Print the entries below word for word; the pictures stay out of your copy.
*** Opening Information ***
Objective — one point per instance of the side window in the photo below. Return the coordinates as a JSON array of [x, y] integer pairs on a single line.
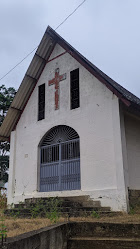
[[74, 88], [41, 102]]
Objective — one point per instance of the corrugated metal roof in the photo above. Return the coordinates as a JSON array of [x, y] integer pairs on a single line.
[[34, 71], [28, 83]]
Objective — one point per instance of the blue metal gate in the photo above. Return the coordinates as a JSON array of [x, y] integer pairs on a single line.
[[60, 166]]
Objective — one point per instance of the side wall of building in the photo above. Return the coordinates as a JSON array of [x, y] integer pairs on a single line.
[[132, 129], [97, 121]]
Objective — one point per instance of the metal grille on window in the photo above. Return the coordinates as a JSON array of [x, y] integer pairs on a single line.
[[60, 160], [41, 102], [74, 80]]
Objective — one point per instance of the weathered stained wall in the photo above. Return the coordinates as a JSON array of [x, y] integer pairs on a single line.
[[97, 121], [132, 129]]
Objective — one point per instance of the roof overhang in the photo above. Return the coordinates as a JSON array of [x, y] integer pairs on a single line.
[[34, 71]]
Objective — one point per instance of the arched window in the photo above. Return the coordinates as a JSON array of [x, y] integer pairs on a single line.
[[60, 160]]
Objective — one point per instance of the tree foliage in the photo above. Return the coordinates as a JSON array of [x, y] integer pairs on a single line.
[[6, 98]]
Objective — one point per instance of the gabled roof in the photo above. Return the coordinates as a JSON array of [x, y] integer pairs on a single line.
[[35, 69]]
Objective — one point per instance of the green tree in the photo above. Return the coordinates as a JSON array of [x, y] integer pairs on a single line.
[[6, 98]]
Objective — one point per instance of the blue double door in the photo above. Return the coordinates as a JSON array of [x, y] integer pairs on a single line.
[[60, 166]]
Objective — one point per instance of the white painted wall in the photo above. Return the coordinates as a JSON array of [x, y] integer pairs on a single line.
[[97, 121], [132, 128]]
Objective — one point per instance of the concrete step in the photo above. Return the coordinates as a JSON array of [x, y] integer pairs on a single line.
[[99, 229], [106, 243]]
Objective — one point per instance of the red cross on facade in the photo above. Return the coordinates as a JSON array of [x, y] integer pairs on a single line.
[[55, 81]]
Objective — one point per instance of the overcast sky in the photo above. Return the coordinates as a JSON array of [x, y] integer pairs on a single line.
[[107, 32]]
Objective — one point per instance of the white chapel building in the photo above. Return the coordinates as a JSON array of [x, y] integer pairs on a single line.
[[73, 131]]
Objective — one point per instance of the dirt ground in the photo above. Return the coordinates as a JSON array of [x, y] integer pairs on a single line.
[[18, 226]]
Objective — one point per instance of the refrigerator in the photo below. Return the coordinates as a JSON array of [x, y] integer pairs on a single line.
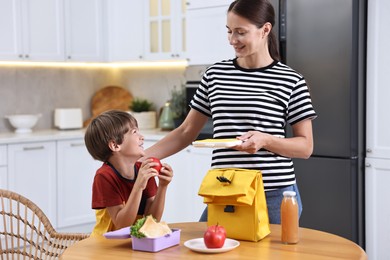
[[325, 41]]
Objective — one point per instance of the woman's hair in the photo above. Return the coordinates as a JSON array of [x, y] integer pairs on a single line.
[[258, 12], [106, 127]]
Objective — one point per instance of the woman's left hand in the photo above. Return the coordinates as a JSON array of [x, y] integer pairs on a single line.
[[252, 141]]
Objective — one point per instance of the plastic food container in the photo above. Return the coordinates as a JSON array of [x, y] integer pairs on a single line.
[[156, 244]]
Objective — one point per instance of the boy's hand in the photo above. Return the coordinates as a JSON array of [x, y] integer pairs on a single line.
[[165, 175]]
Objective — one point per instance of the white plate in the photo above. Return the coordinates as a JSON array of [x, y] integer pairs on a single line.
[[198, 245], [216, 143]]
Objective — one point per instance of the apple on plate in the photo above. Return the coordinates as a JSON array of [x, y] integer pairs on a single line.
[[215, 236]]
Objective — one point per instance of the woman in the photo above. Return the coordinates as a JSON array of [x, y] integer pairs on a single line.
[[251, 97]]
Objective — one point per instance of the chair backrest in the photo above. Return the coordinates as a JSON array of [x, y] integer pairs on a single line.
[[26, 232]]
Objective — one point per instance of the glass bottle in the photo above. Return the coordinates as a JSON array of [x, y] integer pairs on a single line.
[[289, 217]]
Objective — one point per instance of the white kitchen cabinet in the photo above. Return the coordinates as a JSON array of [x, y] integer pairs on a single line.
[[378, 90], [84, 30], [377, 209], [200, 163], [165, 29], [207, 38], [76, 170], [31, 30], [32, 173], [125, 31], [3, 167], [189, 166]]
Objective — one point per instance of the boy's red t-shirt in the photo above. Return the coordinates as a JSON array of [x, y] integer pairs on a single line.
[[111, 189]]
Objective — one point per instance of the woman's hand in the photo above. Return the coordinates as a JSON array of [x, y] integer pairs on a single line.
[[300, 145], [165, 175], [252, 141]]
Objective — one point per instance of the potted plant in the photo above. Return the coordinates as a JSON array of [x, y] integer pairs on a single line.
[[143, 112], [178, 104]]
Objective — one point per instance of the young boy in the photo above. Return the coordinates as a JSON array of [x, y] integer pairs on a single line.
[[121, 193]]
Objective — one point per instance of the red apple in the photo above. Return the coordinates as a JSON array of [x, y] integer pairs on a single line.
[[138, 164], [158, 166], [215, 236]]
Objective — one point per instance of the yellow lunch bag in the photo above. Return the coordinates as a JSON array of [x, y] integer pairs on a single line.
[[236, 201]]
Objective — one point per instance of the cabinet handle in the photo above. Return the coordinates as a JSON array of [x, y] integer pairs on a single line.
[[76, 144], [33, 148]]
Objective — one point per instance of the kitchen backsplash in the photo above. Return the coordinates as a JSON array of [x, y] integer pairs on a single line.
[[27, 90]]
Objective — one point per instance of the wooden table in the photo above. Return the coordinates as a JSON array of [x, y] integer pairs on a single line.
[[313, 244]]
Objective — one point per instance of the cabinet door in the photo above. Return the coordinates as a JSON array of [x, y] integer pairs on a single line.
[[200, 163], [10, 28], [377, 210], [43, 30], [3, 167], [84, 30], [378, 91], [32, 173], [207, 38], [165, 29], [31, 30], [76, 170], [125, 31]]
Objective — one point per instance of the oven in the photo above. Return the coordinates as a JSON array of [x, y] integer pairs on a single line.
[[207, 130]]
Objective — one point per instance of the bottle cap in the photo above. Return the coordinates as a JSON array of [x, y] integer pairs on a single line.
[[289, 193]]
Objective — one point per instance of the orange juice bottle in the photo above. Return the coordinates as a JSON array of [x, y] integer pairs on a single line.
*** Closing Information ***
### Answer for this exercise
Objective — one point per instance of the side window in the photo below. Return the coordinates as a JSON array of [x, y] integer pairs on a single line.
[[74, 88], [41, 102]]
Objective — one point per instance of the corrugated metal roof in the photo above. Return the coordinates as a JSON array of [x, y] integer pairs on a single line.
[[34, 71], [28, 83]]
Objective — one point per instance of the blue metal gate in the photo above. Return the coordinates as a JSON array of [x, y] integer pairs on a single line.
[[60, 166]]
Objective — one point per instance of the side wall of building in the photo above. Return the coordinates as a JSON array of [x, y] integer pairs on a single line.
[[132, 129], [97, 121]]
Objective — one point per instance of the metal grille on window in the photo above. Return the coordinates as a JSON array of [x, y] integer pairs on a single line.
[[60, 160], [41, 102], [74, 80]]
Objective — one point per instance of the weathered stained wall in the photo above. Return the coordinates as a JSON array of [x, y] integer pairs on a single line.
[[97, 121], [132, 129]]
Objective — one point per instance of the roof overhang in the photo above. Return the coordinates as a JSON array of [x, y] integer pairs on a single line.
[[34, 71]]
Objective — one point per instance of the arched window in the photo above. Return the coordinates as a JSON array of [x, y] integer pairs on a single line.
[[60, 160]]
Objective — one point per instance of the tree foliage in the photo above. Return the coordinates as a JSON array of [x, y] integer pairs on a single line.
[[6, 98]]
Objective — one point per instance of the gabled roof in the photo above. Return the coordinates as a JSON array of [x, y] integer pairs on a single line.
[[35, 69]]
Objective — one point per instance of the green tree in the photo above. Return the coordinates as a JSON array of [x, y] integer pairs on a single line.
[[6, 98]]
Objective — one point per instance of the blue double door in the photo above. Return the coordinates as a JSON array of [x, y] integer pairs on a single line.
[[60, 166]]
Objective — one point per instance of the white painted wall in the photo above. Return the coordinates as a JSON array of [x, y] integer pairs on a single line.
[[97, 121], [132, 128]]
Objective — one point per instance of the concrete step in the photo above. Return the coordinates as a JSON array of [x, y] integer pairs on a single line.
[[99, 229], [106, 243]]
Objective — one point per instance of the red cross on facade in the photo above. Return the coordinates as a JSON array of [x, y] integer pairs on a single line.
[[55, 81]]
Objective — one point per instance of the overcast sky in the photo above. Return the coordinates as a JSON array of [x, y] integer pairs on a single line.
[[107, 32]]
Objective — one point per instance of the white chapel building in the photo above. Return the coordinates as a JSON array of [x, y] integer pairs on a single line.
[[73, 131]]
Objective — one point per instance of the dirt ground in the photo above. Return the coordinates as a JSON array of [x, y] integer pairs on a single line.
[[18, 226]]
Objective — one point per instance of the refrigerator in the photo below. Return the coordinates as a JSON array of [x, y] integer pairs on a single line.
[[325, 41]]
Objective — one point per instance of the woman's hair in the photo above. Return the coordinates as a JSON array of [x, y] integer pairs on a single line.
[[258, 12], [106, 127]]
Objective — one point per instance of the woman's left hand in the photo above. Return the coordinates as a JSON array of [x, y] integer pairs on a single line.
[[252, 141]]
Objective — one point per instance of the plastic food container in the photo above. Return the coordinates as a JSON array of [x, y] integer pairs on a single line.
[[156, 244]]
Objective — one point per instance of the boy's hand in the photo above. Return the coordinates as a JSON array of [x, y] integer pairs on a single line.
[[165, 175]]
Objective — one point per instance of the white plate in the photo above. Return the coordinates as a JSON array of [x, y] integer pairs on a single line.
[[198, 245], [216, 143]]
Objective — one point per instance of the apple on plate in the photo above. Return the coordinates as a JSON array of [x, y] integer pairs on a single line.
[[215, 236]]
Objective — one point per instance of the woman in the photo above. Return the coordinates as a JSON array of [x, y] integer pairs on a single line.
[[251, 97]]
Objective — one point per instance of the chair backrest in the photo above. Return the coordinates as a JSON array of [x, y] integer pairs on a single line.
[[26, 232]]
Objective — one point per instance of the glass bottle in the photo above. Return the coordinates as a JSON array of [x, y] integer pairs on a single line.
[[289, 217]]
Objective — one point per instance of the white kitchen cabinet in the photo above. Return the coordinates as a JSON array of [x, y] integer pairs on a single line.
[[378, 90], [84, 30], [377, 209], [200, 163], [165, 29], [207, 38], [76, 170], [31, 30], [32, 173], [125, 31], [3, 167], [189, 166]]
Objective — one point per instance of the boy's red t-shirt in the photo above. Return the coordinates as a JSON array of [x, y] integer pairs on a single line.
[[111, 189]]
Objective — one point per instance of the woman's hand in the photo above. Return the coordinates as a JSON array of [x, y] integer pairs on a single line.
[[300, 145], [165, 175], [252, 141]]
Objective — one point per instance of the potted plant in the photo above. Return the coordinates as a JSON array of [x, y] integer pairs on a single line.
[[143, 112], [178, 104]]
Objective — one point per instance of the young boy in the photo above. Return the coordinates as a JSON array of [x, y] integer pairs on a single line.
[[121, 193]]
Objective — one point per instance of the red apple in the photo above. Return the coordinates as a JSON array of [x, y] integer pairs on a single line.
[[138, 164], [158, 166], [215, 236]]
Objective — one point per instance of the yellow lunch bag in the photo above. Return the coordinates as a JSON array of [x, y] integer pairs on a single line.
[[236, 201]]
Objective — one point per instance of the cabinet handle in the photo above. Return the coordinates as a JSON array of [x, y] integer pairs on a single line.
[[76, 144], [33, 148]]
Objective — one point per instance of the kitchen backsplash in the photo above. Return the coordinates as a JSON array of [x, y] integer pairs on a single line.
[[27, 90]]
Objective — one point per instance of the wooden table in the photo above. Return the coordinates as a JSON array of [x, y] integer pairs on a single line.
[[313, 244]]
Objective — one point per instance of the cabinet door in the photo above. Return the coordinates as a JSON array of [x, y] integer pairs on a single line.
[[200, 163], [10, 28], [377, 210], [43, 30], [3, 167], [84, 30], [378, 91], [32, 173], [207, 38], [165, 29], [31, 30], [76, 170], [125, 31]]
Objective — one point per instance of the oven in the photo above. Return the coordinates as a JSON array of [x, y] integer pairs on a single line.
[[207, 130]]
Objective — one point per instance of the bottle cap in the photo above. Return the coordinates as a JSON array of [x, y] integer pairs on a single line.
[[289, 193]]
Objective — one point per instance of the orange juice bottle in the photo above. Return the coordinates as a JSON array of [x, y] integer pairs on a single line.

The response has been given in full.